Tribalisti, ma non Tropicalisti

Tra estasi scomposte e immancabili detrattori, proviamo a
fare il punto sull'attesa prova del trio Monte-Antunes-Brown

 

di Giangiacomo Gandolfi

 

   Tribalisti, si sa, fa rima con tropicalisti. In più è assolutamente evidente che titolare con un –ismo un album e un supergruppo (sia pure transitorio) è il modo più sfacciato per lanciare un nuovo movimento artistico, flirtando con le avanguardie storiche del secolo passato. Questo per giustificare una sana dose di cautela e sospetto nell’avvicinarsi al nuovo cd prodotto (e coordinato) da Marisa Monte. Non si tratterà di un passo falso? Di una ambizione smodata e prematura? Dell’ennesimo tentativo fallimentare di cercare un seguito artistico pestando i piedi all’arrancante Max de Castro con la sua “Jovem Vanguarda”, ai corsi e ricorsi storici del Samba-rock, al sempreverde manguebeat, all’elettrobossa, elettroforrò, elettro-quel-che-vuoi?

Lavoro richiesto
Scrivi il seguito dell'articolo sul disco del trio Monte-Antunes-Brown, partendo subito dopo l'ultima frase riportata.

Voci di dati memorizzate
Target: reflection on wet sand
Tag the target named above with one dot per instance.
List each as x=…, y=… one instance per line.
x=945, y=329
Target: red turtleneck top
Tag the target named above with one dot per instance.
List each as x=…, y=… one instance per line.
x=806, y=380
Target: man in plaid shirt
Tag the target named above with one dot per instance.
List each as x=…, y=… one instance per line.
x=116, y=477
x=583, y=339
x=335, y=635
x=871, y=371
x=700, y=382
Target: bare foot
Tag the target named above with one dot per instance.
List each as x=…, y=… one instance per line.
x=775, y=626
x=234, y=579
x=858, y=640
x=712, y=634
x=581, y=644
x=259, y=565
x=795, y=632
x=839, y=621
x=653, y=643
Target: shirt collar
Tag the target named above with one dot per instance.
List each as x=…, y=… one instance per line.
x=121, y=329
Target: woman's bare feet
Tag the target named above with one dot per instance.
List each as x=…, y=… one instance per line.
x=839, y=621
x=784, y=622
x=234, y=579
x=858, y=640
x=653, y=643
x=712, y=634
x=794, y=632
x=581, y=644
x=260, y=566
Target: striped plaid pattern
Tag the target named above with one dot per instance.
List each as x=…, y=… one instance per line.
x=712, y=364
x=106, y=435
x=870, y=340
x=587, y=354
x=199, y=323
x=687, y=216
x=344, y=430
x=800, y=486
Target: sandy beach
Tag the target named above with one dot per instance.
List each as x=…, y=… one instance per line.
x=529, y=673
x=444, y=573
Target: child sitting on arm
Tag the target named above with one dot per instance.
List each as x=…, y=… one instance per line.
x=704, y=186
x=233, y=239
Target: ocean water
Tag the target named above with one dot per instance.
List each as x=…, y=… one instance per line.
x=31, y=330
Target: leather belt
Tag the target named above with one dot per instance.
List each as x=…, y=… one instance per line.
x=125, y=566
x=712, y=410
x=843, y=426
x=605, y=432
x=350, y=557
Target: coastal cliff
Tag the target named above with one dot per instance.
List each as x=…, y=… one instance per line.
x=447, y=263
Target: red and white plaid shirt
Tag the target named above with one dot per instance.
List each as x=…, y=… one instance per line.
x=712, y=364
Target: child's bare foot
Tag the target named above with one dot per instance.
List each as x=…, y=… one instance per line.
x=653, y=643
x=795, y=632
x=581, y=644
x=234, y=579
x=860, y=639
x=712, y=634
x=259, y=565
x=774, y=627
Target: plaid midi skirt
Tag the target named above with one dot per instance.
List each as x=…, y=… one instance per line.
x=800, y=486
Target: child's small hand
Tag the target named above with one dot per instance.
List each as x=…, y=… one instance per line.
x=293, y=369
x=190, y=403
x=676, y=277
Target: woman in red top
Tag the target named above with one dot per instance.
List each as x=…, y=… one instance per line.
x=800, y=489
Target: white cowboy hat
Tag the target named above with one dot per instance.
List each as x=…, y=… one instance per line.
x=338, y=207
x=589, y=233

Risultato
Allo stesso modo, leggere l’intervista di Nelson Motta ai magnifici tre (disponibile su www.tribalistas.com.br) insinua l’inquietudine: Doces Barbaros redivivi? Tribalistas che nascono dalla radice tres/tri? Leziosi ammiccamenti al villaggio globale di Mc Luhan e alla poesia di Oswald de Andrade in un contesto di canzoni d’amore un po’ sciocchine? E allora, mentre si ordina il cd e si cerca avidamente di scaricare l’mp3 che occhieggia beffardo e viene torpidamente snocciolato a un bit al minuto, perché non navigare in rete ed annusare gli umori dei pubblici più vari? Perché si entra in una giungla infernale di preconcetti e giudizi secchi ed apodittici, di antipatie e simpatie viscerali, ecco perché.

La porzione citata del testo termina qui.